▶ Selection
--
We had a button session with the heart wall hanging. My girls tested various black and white button combinations on the piece. It’s fascinating to me how buttons and beads can change the character of a design. I like to use them as part of the design, to accentuate borders or patterns.

I also like to hide buttons in patterns or against a same-color background. It gives a subtle visual interest that most people seem to like a lot. When they find a hidden button, it’s like finding a treasure.

See the crochet trim I made for a border around the outside of the quilt? It will look good, once it is sewn down. Well, the next step was to crochet red trim to go around the heart. I crocheted a short length of spiky trim so I could see how it would look. It didn’t look good. I tried a plain trim. It didn’t look good. Clearly, the plan in my head wasn’t going to work in real life.

sewing pleated trim around the heart

This sounds frustrating, but this is my favorite part of doing wall hangings. I love the challenge of blending or accentuating borders and patterns within a piece. I love to see how my mental picture compares to the real-life picture.

I spent a pleasant evening trying different trims around the heart. This pleated trim won. It softens the transition from the brilliant red to the black and white. It is sheer, so you can see the patterns behind it, which helps the transition. Now the inside of the trim was pretty stark against the red heart, so I sewed red baby rickrack on top of the edge of the pleated trim. Again, it blurs the border between the white trim and red heart.
--
▶ Excerpts of labeled region data
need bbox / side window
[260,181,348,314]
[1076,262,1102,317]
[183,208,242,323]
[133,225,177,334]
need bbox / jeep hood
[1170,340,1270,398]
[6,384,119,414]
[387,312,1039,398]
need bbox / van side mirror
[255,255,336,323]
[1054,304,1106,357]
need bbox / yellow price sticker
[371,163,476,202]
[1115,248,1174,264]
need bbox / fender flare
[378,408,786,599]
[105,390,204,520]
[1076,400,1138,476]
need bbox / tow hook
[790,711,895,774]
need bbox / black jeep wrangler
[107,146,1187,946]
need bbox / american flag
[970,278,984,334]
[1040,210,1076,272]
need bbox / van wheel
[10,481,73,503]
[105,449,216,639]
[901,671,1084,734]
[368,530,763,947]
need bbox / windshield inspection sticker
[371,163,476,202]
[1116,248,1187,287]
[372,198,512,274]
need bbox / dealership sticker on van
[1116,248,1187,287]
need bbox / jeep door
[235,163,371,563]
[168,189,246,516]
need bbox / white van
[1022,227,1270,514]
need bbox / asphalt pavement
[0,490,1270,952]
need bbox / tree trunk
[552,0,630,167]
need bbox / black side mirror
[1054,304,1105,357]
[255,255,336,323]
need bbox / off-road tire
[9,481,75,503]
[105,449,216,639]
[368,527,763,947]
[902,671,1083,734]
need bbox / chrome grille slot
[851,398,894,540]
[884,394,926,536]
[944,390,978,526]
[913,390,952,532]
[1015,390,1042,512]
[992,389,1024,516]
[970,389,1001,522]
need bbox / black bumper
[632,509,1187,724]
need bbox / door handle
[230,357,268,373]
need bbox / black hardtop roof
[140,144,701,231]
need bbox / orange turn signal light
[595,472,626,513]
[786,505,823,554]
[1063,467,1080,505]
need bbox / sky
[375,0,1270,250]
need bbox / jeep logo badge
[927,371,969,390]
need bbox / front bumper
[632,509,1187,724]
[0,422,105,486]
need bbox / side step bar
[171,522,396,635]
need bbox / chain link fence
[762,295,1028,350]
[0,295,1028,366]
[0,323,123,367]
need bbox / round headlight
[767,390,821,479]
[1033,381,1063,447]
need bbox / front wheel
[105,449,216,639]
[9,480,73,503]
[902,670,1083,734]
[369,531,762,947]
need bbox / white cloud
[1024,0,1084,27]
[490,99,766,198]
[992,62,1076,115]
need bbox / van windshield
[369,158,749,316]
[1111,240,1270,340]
--
▶ Work instructions
According to the text about the heart wall hanging, what was sewn on top of the edge of the pleated trim? This material comes from a separate source.

▶ The solution
Red baby rickrack was sewn on top of the edge of the pleated trim.